- [Tasks and exercises]
- A) Transcribe the 1996 Dubai World Cup article in full, keeping every line and character unchanged.
- B) From the records, pick out each line that includes the string "object" and copy those lines.

- [Selected excerpt]
────────────────

1st Dubai World Cup
- Location: Nad Al Sheba
- Date: 27 March 1996
- Winning horse: Cigar (USA)
- Jockey: Jerry Bailey
- Trainer: Bill Mott (USA)
- Owner: Allen Paulson

= 1996 Dubai World Cup =

The 1996 Dubai World Cup was a horse race held at Nad Al Sheba Racecourse on Wednesday 27 March 1996. It was the inaugural running of the Dubai World Cup.

The winner was Allen Paulson's Cigar, a six-year-old bay horse trained in the United States by Bill Mott and ridden by Jerry Bailey.

Cigar had been the dominant racehorse in the United States in 1995, winning eight Grade I races including the Breeders' Cup Classic and being voted American Horse of the Year. Before being shipped to Dubai he had added another Grade I success when winning the Donn Handicap in February. The 1996 Dubai World Cup also attracted competitors from the United Kingdom, Australia and Japan as well as four locally trained runners. Cigar took the lead a quarter of a mile from the finish and held off the challenge of Burt Bacharach's Soul of the Matter to win by half a length. L'Carriere, who had finished second to Cigar in the Breeders' Cup Classic, completed a 1-2-3 for American trained horses as he got the better of a struggle with the British colt Pentire for third place.

────────────────

- [Entries supplied]
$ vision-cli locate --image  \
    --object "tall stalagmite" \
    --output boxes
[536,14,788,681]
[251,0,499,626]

────────────────

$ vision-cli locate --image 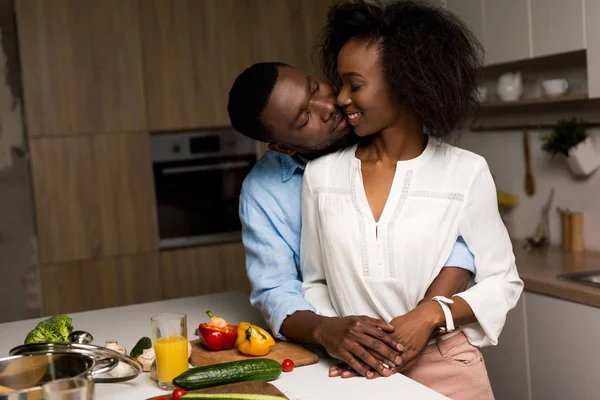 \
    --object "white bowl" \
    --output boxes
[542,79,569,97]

────────────────

- [Responses for each task]
- A)
1st Dubai World Cup
- Location: Nad Al Sheba
- Date: 27 March 1996
- Winning horse: Cigar (USA)
- Jockey: Jerry Bailey
- Trainer: Bill Mott (USA)
- Owner: Allen Paulson

= 1996 Dubai World Cup =

The 1996 Dubai World Cup was a horse race held at Nad Al Sheba Racecourse on Wednesday 27 March 1996. It was the inaugural running of the Dubai World Cup.

The winner was Allen Paulson's Cigar, a six-year-old bay horse trained in the United States by Bill Mott and ridden by Jerry Bailey.

Cigar had been the dominant racehorse in the United States in 1995, winning eight Grade I races including the Breeders' Cup Classic and being voted American Horse of the Year. Before being shipped to Dubai he had added another Grade I success when winning the Donn Handicap in February. The 1996 Dubai World Cup also attracted competitors from the United Kingdom, Australia and Japan as well as four locally trained runners. Cigar took the lead a quarter of a mile from the finish and held off the challenge of Burt Bacharach's Soul of the Matter to win by half a length. L'Carriere, who had finished second to Cigar in the Breeders' Cup Classic, completed a 1-2-3 for American trained horses as he got the better of a struggle with the British colt Pentire for third place.

- B)
    --object "tall stalagmite" \
    --object "white bowl" \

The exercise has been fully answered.